QUOTED PASSAGE:
Moving charges in magnetic field — force, circular motion, helical path

Question

A proton enters a uniform magnetic field $B = 0.5$ T with velocity $v = 10^6$ m/s at an angle of $30°$ to the field. Find the radius of the circular component and the pitch of the helical path. ( $m_p = 1.67 \times 10^{-27}$ kg, $q = 1.6 \times 10^{-19}$ C)

(JEE Main 2024 pattern)

Solution — Step by Step

When the velocity is at angle $\theta$ to $\vec{B}$ :

$v_\perp = v\sin\theta = 10^6 \times \sin 30° = 5 \times 10^5$ m/s (creates circular motion)
$v_\parallel = v\cos\theta = 10^6 \times \cos 30° = 5\sqrt{3} \times 10^5$ m/s (unchanged, moves along field)

The parallel component is unaffected by the magnetic force ( $\vec{F} = q\vec{v} \times \vec{B}$ is zero when $\vec{v} \parallel \vec{B}$ ).

The perpendicular component creates circular motion. Equating magnetic force to centripetal force:

qv_\perp B = \frac{mv_\perp^2}{r}

r = \frac{mv_\perp}{qB} = \frac{1.67 \times 10^{-27} \times 5 \times 10^5}{1.6 \times 10^{-19} \times 0.5} = \mathbf{0.0104 \text{ m} \approx 1.04 \text{ cm}}

Time period of circular motion (independent of speed):

T = \frac{2\pi m}{qB} = \frac{2\pi \times 1.67 \times 10^{-27}}{1.6 \times 10^{-19} \times 0.5} = 1.31 \times 10^{-7} \text{ s}

Pitch = distance moved along the field in one revolution:

p = v_\parallel \times T = 5\sqrt{3} \times 10^5 \times 1.31 \times 10^{-7} \approx \mathbf{0.113 \text{ m}}

Why This Works

The magnetic force is always perpendicular to velocity — it changes direction but not speed. The key insight is the angle between $\vec{v}$ and $\vec{B}$ :

graph TD
    A["Charge enters B field"] --> B{"Angle between v and B?"}
    B -->|"θ = 0° (parallel)"| C["No force<br/>Straight line path"]
    B -->|"θ = 90° (perpendicular)"| D["Circular path<br/>r = mv/qB"]
    B -->|"0° < θ < 90°"| E["Helical path"]
    E --> F["Circular component: v⊥ = v sinθ"]
    E --> G["Linear component: v∥ = v cosθ"]
    F --> H["Radius = mv⊥/qB"]
    G --> I["Pitch = v∥ × T"]
    D --> J["Time period T = 2πm/qB<br/>(independent of v!)"]

Alternative Method — Using the Lorentz Force Directly

Write $\vec{F} = q(\vec{v} \times \vec{B})$ in component form. If $\vec{B} = B\hat{z}$ and $\vec{v} = v_x\hat{x} + v_z\hat{z}$ , then $\vec{F} = qv_x B\hat{y}$ — force only in the plane perpendicular to $B$ . This confirms circular motion in the xy-plane while $v_z$ stays constant.

DATA SECTION:
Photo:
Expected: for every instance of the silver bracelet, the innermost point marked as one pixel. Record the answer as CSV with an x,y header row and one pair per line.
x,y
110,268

WORK TO COMPLETE:
**1.** List every given value that the magnetic field solution states in its problem statement, with its unit.
**2.** Reproduce word for word everything in the magnetic field solution from "Alternative Method —" down to "while $v_z$ stays constant.".

RESULTS OF THE EXERCISE:
**1.**
- Magnetic field B = 0.5 T
- Velocity v = 10^6 m/s
- Angle of 30° to the field
- Proton mass m_p = 1.67 × 10^-27 kg
- Charge q = 1.6 × 10^-19 C

**2.**
Alternative Method — Using the Lorentz Force Directly

Write $\vec{F} = q(\vec{v} \times \vec{B})$ in component form. If $\vec{B} = B\hat{z}$ and $\vec{v} = v_x\hat{x} + v_z\hat{z}$ , then $\vec{F} = qv_x B\hat{y}$ — force only in the plane perpendicular to $B$ . This confirms circular motion in the xy-plane while $v_z$ stays constant.